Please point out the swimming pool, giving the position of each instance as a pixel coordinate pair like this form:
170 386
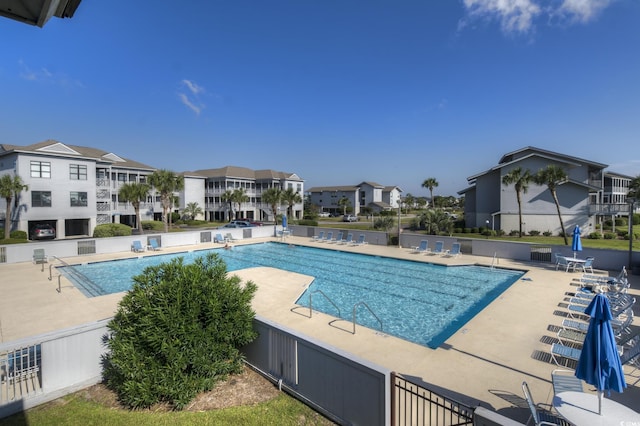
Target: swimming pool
420 302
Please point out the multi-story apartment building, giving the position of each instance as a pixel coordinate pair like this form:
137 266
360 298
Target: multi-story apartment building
74 188
588 196
366 194
71 188
254 183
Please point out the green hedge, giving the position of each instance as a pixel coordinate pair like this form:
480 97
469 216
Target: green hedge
111 230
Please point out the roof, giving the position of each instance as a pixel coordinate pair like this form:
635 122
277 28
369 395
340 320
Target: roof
344 188
37 12
245 173
530 151
53 148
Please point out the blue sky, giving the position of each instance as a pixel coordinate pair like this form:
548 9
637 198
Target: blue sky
338 92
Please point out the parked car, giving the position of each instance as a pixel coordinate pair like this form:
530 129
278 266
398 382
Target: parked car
231 225
349 218
43 231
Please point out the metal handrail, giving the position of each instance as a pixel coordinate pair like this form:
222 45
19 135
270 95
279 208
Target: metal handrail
326 297
77 274
372 313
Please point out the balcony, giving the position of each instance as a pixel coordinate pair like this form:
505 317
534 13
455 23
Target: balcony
609 209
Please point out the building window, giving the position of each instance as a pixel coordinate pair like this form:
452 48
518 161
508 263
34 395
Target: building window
40 198
77 172
78 199
41 169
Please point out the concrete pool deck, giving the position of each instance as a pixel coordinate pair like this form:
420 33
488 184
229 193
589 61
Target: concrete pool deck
486 360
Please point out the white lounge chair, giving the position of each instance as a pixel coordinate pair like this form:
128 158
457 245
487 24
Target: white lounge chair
360 242
328 238
422 248
439 248
454 252
136 246
348 240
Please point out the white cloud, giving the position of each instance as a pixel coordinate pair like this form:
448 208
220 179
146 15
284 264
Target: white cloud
43 75
583 10
514 15
193 87
192 100
519 16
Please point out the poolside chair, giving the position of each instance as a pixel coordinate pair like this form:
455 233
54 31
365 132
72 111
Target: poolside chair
338 238
360 242
564 262
422 248
153 244
136 246
565 381
588 264
348 240
40 258
540 416
328 238
454 252
229 237
439 248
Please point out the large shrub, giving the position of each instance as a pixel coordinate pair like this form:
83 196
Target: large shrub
111 230
177 332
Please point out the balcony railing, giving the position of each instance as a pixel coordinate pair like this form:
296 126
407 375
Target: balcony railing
609 209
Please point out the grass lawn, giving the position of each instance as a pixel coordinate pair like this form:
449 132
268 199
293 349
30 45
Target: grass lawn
75 410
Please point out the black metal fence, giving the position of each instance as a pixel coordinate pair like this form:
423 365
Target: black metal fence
413 404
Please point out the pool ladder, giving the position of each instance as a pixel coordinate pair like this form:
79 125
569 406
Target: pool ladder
353 315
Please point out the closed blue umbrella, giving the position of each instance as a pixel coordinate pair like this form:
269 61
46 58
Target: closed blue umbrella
599 363
576 245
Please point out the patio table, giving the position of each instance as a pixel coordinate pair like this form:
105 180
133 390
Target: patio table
581 408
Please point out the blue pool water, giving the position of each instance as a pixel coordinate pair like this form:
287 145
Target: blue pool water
420 302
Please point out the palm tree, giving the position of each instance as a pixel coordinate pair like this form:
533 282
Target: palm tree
135 193
227 197
239 196
430 183
552 176
290 197
192 210
273 197
10 187
344 203
166 183
436 221
521 181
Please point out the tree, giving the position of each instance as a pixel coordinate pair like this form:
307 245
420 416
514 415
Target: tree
436 221
290 197
239 196
227 197
634 188
273 197
520 179
430 183
10 188
345 203
552 176
193 210
166 183
177 332
135 193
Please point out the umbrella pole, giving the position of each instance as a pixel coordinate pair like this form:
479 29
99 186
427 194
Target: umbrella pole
600 396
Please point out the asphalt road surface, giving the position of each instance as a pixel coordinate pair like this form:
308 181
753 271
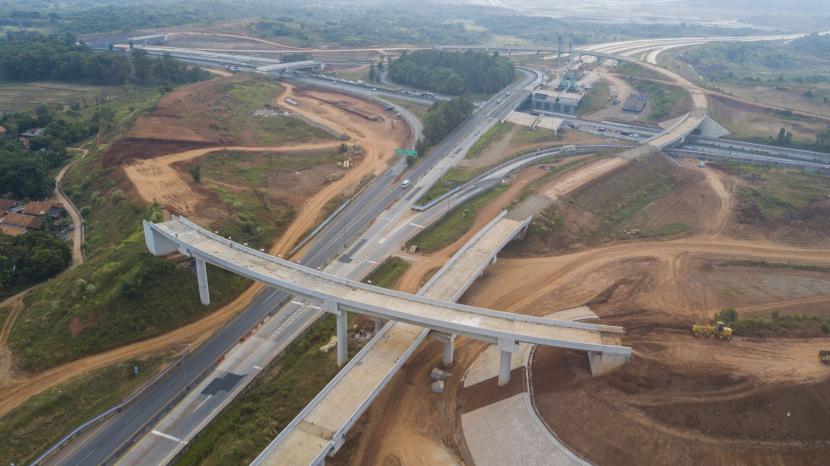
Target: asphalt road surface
112 438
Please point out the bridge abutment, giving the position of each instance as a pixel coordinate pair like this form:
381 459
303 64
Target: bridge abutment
201 276
506 348
605 363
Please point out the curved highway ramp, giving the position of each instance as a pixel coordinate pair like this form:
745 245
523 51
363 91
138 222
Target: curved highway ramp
320 428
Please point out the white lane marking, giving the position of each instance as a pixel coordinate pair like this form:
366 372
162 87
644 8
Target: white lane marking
167 436
200 404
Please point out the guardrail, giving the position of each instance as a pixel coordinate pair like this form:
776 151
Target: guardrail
522 161
104 415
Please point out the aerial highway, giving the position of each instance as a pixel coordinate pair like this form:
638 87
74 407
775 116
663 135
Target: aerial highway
375 224
113 437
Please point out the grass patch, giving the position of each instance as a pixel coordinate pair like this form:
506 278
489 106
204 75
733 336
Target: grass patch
39 422
27 96
230 106
244 429
419 110
775 194
116 298
453 178
664 101
494 134
388 273
597 99
638 71
453 225
776 265
775 325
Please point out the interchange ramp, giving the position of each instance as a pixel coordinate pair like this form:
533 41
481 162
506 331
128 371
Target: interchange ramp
192 240
320 429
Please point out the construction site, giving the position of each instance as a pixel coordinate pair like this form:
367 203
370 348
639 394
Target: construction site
582 292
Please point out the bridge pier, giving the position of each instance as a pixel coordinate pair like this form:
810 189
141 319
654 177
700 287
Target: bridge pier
331 307
201 276
448 354
507 348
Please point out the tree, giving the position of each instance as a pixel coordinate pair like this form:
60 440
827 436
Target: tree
195 171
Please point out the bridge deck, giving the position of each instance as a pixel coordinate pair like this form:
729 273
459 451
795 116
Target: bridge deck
312 434
475 322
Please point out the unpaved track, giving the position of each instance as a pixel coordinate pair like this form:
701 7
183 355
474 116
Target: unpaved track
533 278
74 213
156 180
377 140
20 389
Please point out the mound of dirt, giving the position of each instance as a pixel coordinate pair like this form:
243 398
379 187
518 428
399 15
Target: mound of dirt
656 413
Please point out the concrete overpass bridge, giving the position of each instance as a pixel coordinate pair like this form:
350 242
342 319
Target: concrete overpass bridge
319 430
340 295
312 65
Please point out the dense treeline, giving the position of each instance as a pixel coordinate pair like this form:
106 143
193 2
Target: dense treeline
31 257
30 57
25 174
443 117
453 73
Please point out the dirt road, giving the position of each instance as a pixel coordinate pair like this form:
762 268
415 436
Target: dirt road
74 213
157 179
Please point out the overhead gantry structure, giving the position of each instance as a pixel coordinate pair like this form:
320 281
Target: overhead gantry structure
338 296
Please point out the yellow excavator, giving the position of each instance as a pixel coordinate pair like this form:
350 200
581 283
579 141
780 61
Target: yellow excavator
720 330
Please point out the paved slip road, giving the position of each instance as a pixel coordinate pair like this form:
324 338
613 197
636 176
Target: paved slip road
105 443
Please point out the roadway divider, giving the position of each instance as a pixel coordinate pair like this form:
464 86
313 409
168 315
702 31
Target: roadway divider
519 162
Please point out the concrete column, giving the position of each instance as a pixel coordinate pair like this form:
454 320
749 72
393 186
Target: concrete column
449 351
507 347
504 367
342 332
201 276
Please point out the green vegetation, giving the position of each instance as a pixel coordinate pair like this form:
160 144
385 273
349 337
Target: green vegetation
43 419
627 68
388 273
777 195
359 26
238 434
119 296
34 57
442 118
30 258
494 134
453 73
664 101
453 178
257 212
24 175
776 265
775 325
597 99
801 60
233 103
420 111
453 225
107 301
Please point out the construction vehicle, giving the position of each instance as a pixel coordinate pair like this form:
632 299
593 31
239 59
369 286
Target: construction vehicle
720 330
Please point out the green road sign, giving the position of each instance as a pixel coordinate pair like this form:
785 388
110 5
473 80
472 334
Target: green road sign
406 152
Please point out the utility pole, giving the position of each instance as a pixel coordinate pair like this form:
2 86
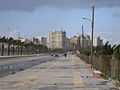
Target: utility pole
92 33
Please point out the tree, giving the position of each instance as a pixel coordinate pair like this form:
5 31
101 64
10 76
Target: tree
2 40
10 42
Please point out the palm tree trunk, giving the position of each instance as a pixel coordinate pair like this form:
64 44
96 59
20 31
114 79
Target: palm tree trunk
21 52
2 51
13 51
8 49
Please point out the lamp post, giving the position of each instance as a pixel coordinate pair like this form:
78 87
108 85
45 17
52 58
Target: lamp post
92 31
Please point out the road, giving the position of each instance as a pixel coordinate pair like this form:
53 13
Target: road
13 65
61 73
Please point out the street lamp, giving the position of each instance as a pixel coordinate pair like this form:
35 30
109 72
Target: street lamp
92 31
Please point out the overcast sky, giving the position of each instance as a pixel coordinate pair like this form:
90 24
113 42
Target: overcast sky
38 17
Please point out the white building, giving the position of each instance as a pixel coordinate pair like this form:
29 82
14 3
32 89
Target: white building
57 40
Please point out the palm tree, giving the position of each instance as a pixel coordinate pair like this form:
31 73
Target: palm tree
10 42
2 40
116 53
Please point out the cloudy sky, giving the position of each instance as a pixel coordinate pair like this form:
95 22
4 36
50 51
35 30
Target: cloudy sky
30 18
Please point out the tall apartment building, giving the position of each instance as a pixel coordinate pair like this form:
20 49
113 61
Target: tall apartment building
57 40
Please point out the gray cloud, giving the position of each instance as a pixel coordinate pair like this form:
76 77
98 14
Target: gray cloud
29 5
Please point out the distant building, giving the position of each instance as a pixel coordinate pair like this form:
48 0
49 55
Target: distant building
75 42
57 40
98 42
43 41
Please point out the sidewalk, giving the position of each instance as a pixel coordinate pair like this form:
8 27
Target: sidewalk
17 56
60 74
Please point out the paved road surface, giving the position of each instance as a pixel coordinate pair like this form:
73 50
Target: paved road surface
13 65
60 74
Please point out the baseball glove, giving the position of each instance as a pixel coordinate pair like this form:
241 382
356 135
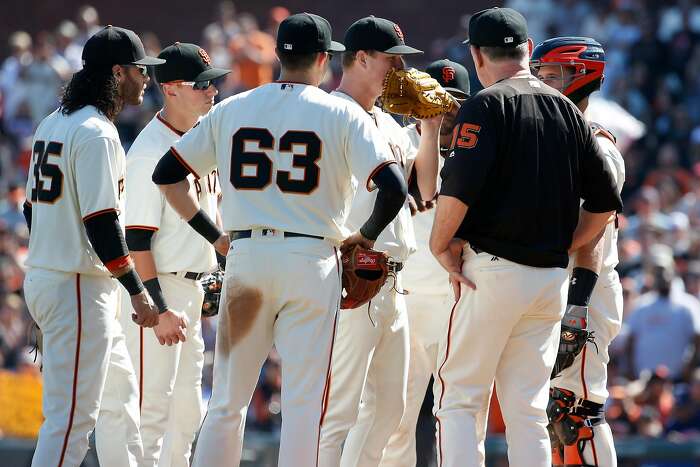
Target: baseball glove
415 94
364 273
211 283
574 337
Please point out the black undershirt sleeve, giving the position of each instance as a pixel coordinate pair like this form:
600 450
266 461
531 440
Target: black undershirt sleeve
391 195
27 211
139 239
169 170
105 235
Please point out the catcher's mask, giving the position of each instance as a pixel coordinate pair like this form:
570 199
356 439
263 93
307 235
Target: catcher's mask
584 56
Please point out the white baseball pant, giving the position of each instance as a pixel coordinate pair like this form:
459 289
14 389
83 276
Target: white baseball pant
283 292
77 315
369 375
428 316
169 377
506 330
587 377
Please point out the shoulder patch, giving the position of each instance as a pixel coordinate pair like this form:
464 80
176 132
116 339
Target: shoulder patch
599 130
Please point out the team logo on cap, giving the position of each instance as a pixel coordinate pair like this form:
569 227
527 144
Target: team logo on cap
448 74
398 31
205 56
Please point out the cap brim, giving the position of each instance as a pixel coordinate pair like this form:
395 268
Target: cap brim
402 50
458 93
336 47
149 61
212 74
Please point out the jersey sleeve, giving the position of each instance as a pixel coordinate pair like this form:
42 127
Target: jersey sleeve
97 175
598 185
614 159
367 150
474 151
144 203
196 150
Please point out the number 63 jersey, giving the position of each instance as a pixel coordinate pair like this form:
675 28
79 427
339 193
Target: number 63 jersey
286 154
76 172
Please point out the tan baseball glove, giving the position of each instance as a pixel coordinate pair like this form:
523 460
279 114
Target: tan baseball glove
364 273
415 94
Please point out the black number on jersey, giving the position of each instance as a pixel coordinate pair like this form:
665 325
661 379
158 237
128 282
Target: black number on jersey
259 160
48 179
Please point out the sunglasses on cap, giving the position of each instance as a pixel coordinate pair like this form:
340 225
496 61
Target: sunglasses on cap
143 71
196 85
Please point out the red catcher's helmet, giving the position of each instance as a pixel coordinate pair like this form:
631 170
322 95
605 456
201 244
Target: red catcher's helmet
585 55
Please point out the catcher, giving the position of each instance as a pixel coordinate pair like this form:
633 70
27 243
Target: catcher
372 343
578 431
169 360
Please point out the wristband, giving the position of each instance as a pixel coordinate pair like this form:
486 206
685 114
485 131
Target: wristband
581 286
131 282
204 226
154 290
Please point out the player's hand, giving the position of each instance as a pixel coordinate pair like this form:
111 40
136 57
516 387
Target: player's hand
456 278
356 239
417 206
145 312
222 244
431 123
171 327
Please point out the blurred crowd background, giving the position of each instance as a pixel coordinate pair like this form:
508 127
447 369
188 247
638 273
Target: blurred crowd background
653 71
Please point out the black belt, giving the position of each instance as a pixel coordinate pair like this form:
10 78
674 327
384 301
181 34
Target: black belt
239 234
194 276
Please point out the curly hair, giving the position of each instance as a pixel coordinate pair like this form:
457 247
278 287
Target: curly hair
92 87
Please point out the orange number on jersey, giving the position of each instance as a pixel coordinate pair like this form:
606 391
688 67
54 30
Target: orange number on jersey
467 137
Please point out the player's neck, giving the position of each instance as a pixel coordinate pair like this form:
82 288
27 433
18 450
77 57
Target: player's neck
582 104
181 121
507 70
358 91
303 77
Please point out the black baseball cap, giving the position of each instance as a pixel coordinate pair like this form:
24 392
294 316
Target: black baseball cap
116 46
497 27
186 62
452 76
306 33
382 35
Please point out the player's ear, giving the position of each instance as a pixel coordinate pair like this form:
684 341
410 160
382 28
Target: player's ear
118 71
168 90
476 56
361 58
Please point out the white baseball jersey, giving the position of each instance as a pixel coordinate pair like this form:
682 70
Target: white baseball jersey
291 172
175 245
397 238
617 167
77 171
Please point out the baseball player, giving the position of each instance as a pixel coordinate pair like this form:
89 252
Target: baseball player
429 291
287 151
574 66
77 245
372 345
508 214
170 258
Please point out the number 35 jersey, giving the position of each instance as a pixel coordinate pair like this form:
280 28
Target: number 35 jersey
286 154
76 172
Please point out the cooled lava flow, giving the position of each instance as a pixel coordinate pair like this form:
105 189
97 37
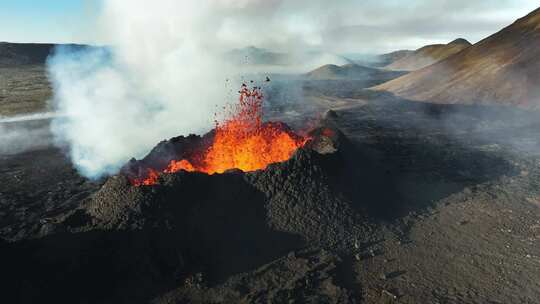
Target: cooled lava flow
241 142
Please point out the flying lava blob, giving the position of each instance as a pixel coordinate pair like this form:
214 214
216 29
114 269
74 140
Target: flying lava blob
242 141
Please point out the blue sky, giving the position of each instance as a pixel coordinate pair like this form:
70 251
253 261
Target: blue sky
379 24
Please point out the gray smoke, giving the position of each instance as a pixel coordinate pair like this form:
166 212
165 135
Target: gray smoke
163 73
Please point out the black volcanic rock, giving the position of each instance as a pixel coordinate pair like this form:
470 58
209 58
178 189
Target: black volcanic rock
152 238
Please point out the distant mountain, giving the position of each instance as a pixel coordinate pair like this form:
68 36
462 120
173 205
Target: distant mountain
20 54
351 72
501 69
387 59
425 56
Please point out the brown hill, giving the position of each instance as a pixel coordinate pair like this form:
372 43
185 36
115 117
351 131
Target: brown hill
427 55
389 58
351 72
501 69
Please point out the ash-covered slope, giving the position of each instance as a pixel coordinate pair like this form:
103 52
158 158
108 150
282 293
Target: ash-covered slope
389 58
501 69
427 55
129 244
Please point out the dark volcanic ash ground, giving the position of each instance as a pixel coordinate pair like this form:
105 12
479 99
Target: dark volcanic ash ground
417 204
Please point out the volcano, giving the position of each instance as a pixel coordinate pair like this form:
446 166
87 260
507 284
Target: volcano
501 69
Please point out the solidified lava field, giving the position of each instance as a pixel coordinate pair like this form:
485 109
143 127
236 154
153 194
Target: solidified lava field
402 202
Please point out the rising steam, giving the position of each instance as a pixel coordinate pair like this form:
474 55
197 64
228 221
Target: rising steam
162 74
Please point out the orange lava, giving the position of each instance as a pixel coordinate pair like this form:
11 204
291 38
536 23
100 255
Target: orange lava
241 142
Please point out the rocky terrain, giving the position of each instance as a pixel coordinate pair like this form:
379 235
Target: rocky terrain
425 56
24 87
391 201
501 69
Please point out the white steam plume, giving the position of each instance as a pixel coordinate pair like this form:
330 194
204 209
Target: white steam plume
163 73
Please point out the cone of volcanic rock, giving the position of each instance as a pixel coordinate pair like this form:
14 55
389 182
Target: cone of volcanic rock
501 69
428 55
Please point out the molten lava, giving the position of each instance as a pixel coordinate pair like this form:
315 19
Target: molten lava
241 142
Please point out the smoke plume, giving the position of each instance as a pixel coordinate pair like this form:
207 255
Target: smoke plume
163 73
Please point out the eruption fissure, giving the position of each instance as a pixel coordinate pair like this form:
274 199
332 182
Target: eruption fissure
242 141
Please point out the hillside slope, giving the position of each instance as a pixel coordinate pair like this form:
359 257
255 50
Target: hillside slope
427 55
501 69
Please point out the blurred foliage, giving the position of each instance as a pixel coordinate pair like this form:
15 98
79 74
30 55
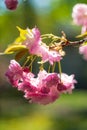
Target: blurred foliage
67 113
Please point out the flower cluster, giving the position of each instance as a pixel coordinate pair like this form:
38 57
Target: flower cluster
47 85
43 89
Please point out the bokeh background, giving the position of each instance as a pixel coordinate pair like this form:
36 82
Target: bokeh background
69 112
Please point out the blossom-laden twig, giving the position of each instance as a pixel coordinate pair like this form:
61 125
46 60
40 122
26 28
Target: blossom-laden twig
47 86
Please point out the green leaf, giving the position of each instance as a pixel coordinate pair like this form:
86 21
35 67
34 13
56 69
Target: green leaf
82 35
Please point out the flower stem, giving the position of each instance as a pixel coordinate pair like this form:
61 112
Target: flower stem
60 69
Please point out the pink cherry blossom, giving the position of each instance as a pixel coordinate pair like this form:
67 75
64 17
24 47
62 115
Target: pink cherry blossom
79 15
14 72
37 47
83 50
44 88
66 84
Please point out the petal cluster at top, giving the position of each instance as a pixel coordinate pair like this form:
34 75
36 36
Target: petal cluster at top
79 15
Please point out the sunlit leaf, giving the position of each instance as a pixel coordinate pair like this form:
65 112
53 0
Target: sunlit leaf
20 54
13 48
82 35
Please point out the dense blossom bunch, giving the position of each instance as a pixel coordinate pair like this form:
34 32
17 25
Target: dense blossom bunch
47 85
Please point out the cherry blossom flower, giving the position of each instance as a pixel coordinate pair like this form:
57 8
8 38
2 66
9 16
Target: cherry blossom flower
43 89
14 72
11 4
79 15
83 50
32 40
66 84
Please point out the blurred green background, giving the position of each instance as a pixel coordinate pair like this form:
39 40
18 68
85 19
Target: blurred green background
70 111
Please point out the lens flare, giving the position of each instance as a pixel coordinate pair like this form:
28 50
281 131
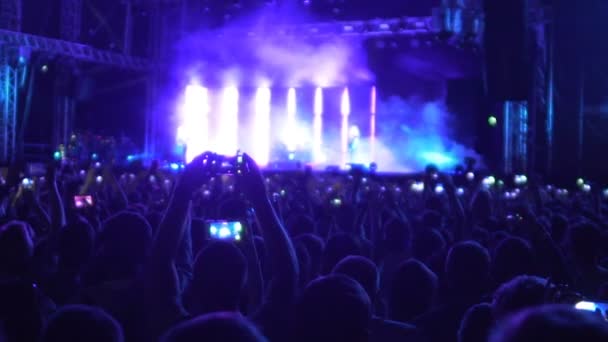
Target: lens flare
372 124
291 120
318 127
194 129
226 141
262 124
345 111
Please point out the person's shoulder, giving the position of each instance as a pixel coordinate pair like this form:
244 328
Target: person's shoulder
387 330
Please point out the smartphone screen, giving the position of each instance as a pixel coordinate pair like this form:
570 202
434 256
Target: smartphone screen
600 308
225 230
85 201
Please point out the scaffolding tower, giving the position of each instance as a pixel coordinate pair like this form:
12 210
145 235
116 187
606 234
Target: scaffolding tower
10 18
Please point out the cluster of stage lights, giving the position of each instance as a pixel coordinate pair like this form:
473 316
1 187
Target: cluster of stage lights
194 130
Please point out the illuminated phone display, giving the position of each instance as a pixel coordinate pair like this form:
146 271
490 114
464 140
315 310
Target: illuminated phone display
83 201
226 230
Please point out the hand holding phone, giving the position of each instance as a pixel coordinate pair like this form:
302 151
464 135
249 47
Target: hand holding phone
225 230
83 201
27 184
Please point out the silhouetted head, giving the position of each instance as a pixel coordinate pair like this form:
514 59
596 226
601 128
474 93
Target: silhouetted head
426 243
314 245
337 248
82 323
216 327
559 227
16 249
432 219
481 206
22 310
397 235
363 270
220 271
332 308
124 243
467 269
412 292
513 257
552 323
519 293
476 324
300 224
76 245
585 243
303 264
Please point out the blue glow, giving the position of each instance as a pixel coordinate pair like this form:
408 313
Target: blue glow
224 232
438 159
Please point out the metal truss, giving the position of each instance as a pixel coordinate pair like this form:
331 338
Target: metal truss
73 50
8 105
384 27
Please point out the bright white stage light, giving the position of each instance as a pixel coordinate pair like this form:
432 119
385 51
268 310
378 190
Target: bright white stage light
227 138
318 156
194 131
262 126
345 111
291 137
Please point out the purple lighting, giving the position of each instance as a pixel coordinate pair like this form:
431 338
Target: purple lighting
292 134
318 156
262 126
345 111
194 129
227 138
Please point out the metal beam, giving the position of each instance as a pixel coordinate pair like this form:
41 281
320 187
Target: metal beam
378 27
73 50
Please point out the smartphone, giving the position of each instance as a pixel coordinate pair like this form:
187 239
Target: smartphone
225 230
27 183
83 201
597 307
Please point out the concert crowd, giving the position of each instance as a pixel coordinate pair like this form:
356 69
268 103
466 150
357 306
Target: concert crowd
220 251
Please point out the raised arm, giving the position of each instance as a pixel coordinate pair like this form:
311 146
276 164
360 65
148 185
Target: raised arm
280 252
162 279
58 218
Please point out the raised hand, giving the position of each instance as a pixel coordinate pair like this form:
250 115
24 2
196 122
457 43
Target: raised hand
198 171
251 182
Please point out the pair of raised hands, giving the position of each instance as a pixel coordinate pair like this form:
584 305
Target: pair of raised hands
249 179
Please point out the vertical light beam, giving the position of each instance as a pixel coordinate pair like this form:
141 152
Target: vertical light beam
372 124
318 127
345 111
194 131
227 139
262 124
291 120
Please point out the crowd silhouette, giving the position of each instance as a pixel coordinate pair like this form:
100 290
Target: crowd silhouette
322 257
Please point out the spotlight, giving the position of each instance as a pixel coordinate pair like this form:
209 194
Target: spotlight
489 181
470 176
492 121
520 179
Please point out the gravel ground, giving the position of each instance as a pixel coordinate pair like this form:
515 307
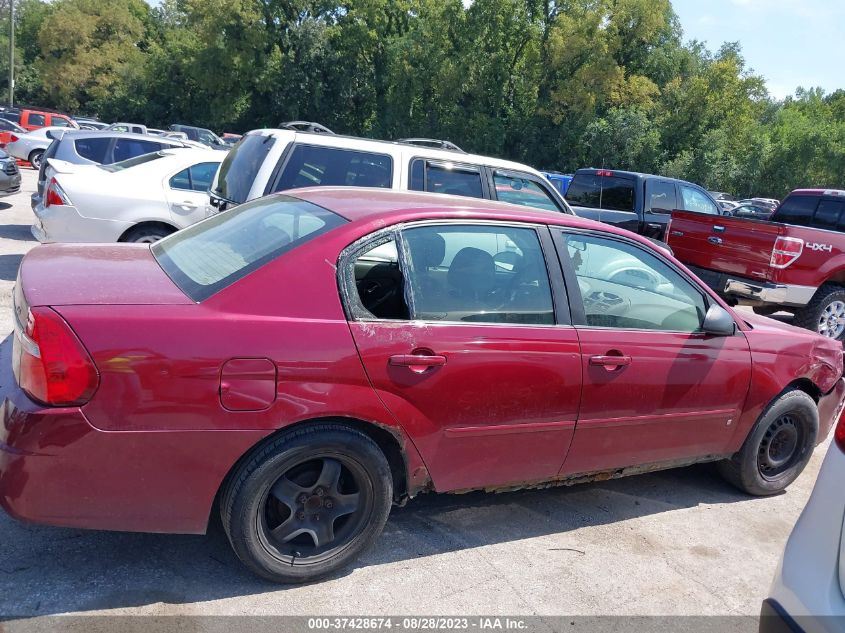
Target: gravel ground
676 542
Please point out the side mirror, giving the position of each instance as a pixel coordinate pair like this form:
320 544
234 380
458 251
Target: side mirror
718 322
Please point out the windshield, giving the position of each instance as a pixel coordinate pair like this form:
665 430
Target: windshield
132 162
239 169
207 257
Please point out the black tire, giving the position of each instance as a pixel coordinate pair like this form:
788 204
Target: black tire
829 301
765 310
274 512
146 234
35 158
778 447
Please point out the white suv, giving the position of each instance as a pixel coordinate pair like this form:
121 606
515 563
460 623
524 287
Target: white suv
271 160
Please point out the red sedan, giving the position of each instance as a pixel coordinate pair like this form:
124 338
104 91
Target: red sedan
303 361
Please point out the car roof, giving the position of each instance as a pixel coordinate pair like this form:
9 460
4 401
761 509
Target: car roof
391 206
376 145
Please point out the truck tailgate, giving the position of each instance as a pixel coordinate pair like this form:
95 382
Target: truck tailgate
725 244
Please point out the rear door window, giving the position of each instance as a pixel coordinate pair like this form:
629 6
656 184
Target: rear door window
312 166
446 177
693 199
94 149
523 190
596 191
797 210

═══

▶ _How to complete this task_
The required output is each line from the one with "Target: car roof" through the end of the material above, repeated exactly with both ends included.

▶ _Answer_
Target: car roof
391 206
376 145
Please point out the truck tailgate, giving the position of each instance as a pixel coordinate pair like this form:
95 382
Target: truck tailgate
725 244
Please point out the rear door window, giving the position of each instance as a pixel coordinate pair like this form:
629 6
656 184
Target: rear door window
312 166
446 177
693 199
94 149
523 190
596 191
797 210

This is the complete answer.